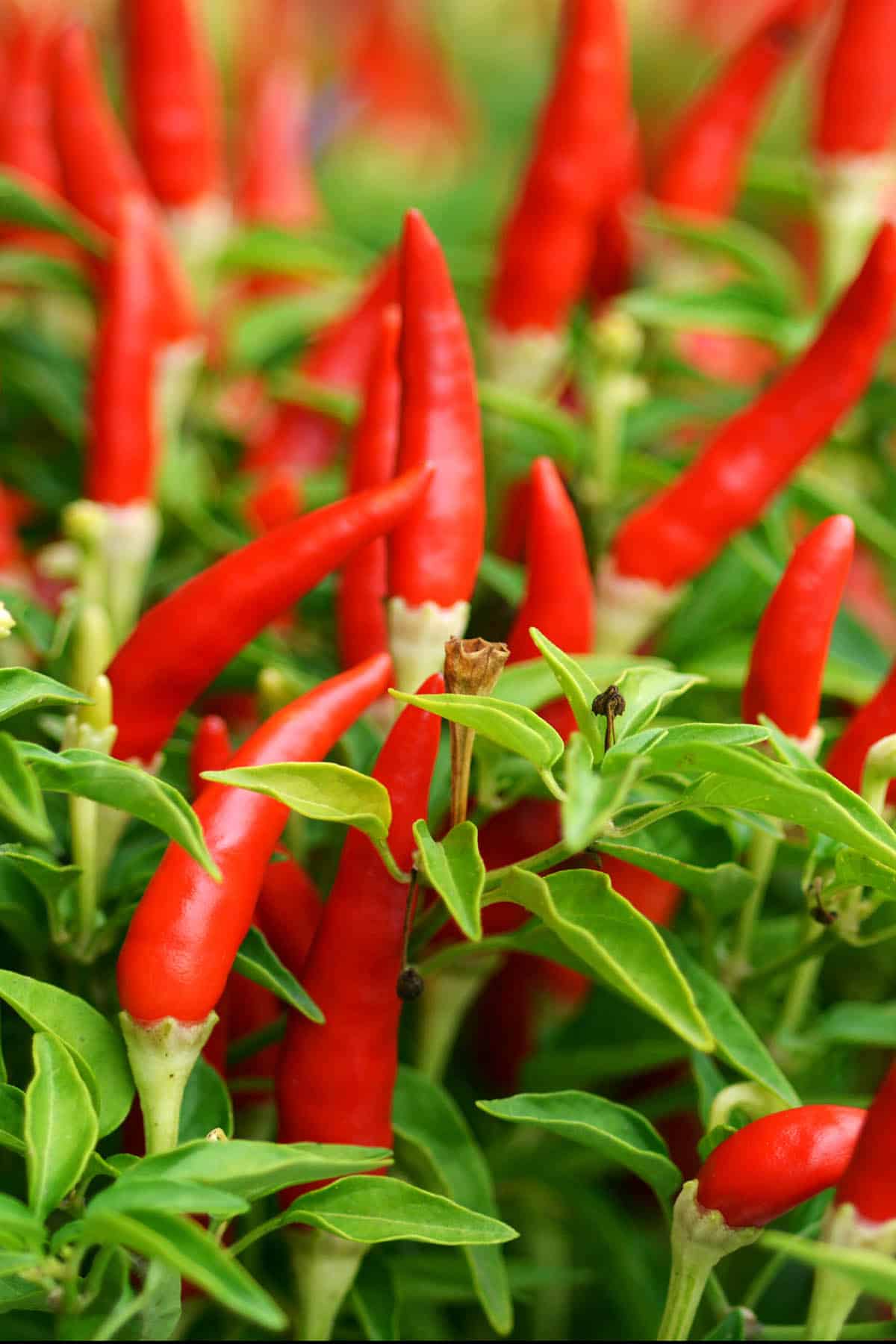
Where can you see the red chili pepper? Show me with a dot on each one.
(778, 1162)
(550, 238)
(122, 447)
(361, 606)
(184, 641)
(559, 596)
(100, 171)
(187, 929)
(435, 551)
(276, 184)
(857, 112)
(340, 358)
(175, 101)
(790, 651)
(707, 151)
(354, 967)
(869, 1182)
(682, 530)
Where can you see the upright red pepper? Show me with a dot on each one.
(361, 606)
(276, 184)
(354, 967)
(187, 929)
(857, 113)
(682, 530)
(707, 149)
(122, 447)
(181, 643)
(307, 440)
(175, 101)
(100, 172)
(435, 553)
(778, 1162)
(790, 651)
(550, 238)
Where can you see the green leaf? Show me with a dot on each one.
(381, 1209)
(22, 203)
(618, 1133)
(455, 870)
(94, 1045)
(193, 1253)
(428, 1117)
(578, 687)
(254, 1169)
(320, 791)
(509, 726)
(615, 941)
(258, 961)
(736, 1042)
(20, 688)
(60, 1125)
(90, 774)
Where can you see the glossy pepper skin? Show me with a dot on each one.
(869, 1182)
(790, 651)
(354, 965)
(707, 151)
(187, 929)
(175, 101)
(340, 358)
(181, 643)
(435, 551)
(122, 450)
(778, 1162)
(726, 488)
(361, 612)
(550, 237)
(857, 113)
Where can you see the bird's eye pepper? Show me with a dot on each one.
(707, 149)
(187, 638)
(361, 606)
(551, 234)
(187, 929)
(676, 534)
(175, 101)
(758, 1174)
(307, 440)
(435, 551)
(790, 651)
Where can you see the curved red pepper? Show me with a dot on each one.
(361, 613)
(790, 651)
(184, 641)
(122, 447)
(354, 967)
(778, 1162)
(682, 530)
(559, 594)
(551, 234)
(175, 101)
(869, 1182)
(274, 181)
(100, 171)
(857, 112)
(435, 551)
(340, 358)
(187, 929)
(707, 151)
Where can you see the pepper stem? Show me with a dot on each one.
(161, 1060)
(326, 1268)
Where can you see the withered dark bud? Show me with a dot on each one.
(410, 984)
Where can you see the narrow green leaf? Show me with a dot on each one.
(455, 870)
(319, 789)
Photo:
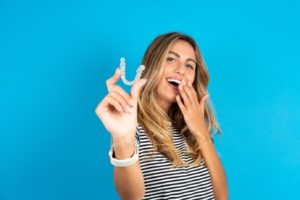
· · ·
- **How to complete this task**
Without any pictures, please reproduce the full set of entries.

- **Solution**
Where can you see the red chili pepper? Show me with a dot on each one.
(778, 1162)
(550, 238)
(122, 447)
(361, 606)
(184, 641)
(559, 596)
(100, 171)
(187, 929)
(435, 551)
(276, 184)
(857, 112)
(340, 358)
(175, 101)
(790, 651)
(707, 151)
(354, 967)
(869, 1182)
(682, 530)
Where can you see the upright red pepper? Show me with a dot on each one.
(361, 606)
(276, 184)
(354, 967)
(187, 929)
(857, 113)
(682, 530)
(707, 149)
(122, 447)
(181, 643)
(307, 440)
(175, 101)
(100, 172)
(435, 553)
(778, 1162)
(790, 651)
(550, 238)
Where can you see the green leaf? Show me with a dot on each one.
(381, 1209)
(22, 203)
(618, 1133)
(455, 870)
(94, 1045)
(193, 1253)
(428, 1117)
(578, 687)
(254, 1169)
(320, 791)
(509, 726)
(615, 941)
(258, 961)
(736, 1042)
(20, 688)
(60, 1125)
(90, 774)
Where can you see the glossy pepper skin? Show me with a dot on each one.
(869, 1182)
(790, 651)
(354, 965)
(707, 151)
(187, 929)
(175, 101)
(340, 358)
(181, 643)
(435, 551)
(122, 450)
(778, 1162)
(726, 488)
(361, 612)
(550, 237)
(857, 113)
Where can you see the bird's eye pepper? Show me with a dot on each one.
(707, 149)
(187, 638)
(361, 606)
(551, 234)
(187, 929)
(676, 534)
(175, 101)
(758, 1174)
(307, 440)
(435, 551)
(790, 651)
Where can you see the curved red pepper? Show me with a dot on each one.
(361, 613)
(790, 651)
(184, 641)
(122, 447)
(354, 967)
(778, 1162)
(682, 530)
(559, 594)
(551, 234)
(175, 101)
(869, 1182)
(274, 181)
(100, 171)
(857, 112)
(435, 551)
(340, 358)
(187, 929)
(707, 151)
Where can you see the pepper stem? Show me with a dot on each one.
(161, 1060)
(326, 1268)
Where can you see the withered dark bud? Show me with a dot on each one.
(410, 984)
Where can you see the narrow green leaf? Show me with a dot on each one.
(455, 870)
(319, 789)
Photo:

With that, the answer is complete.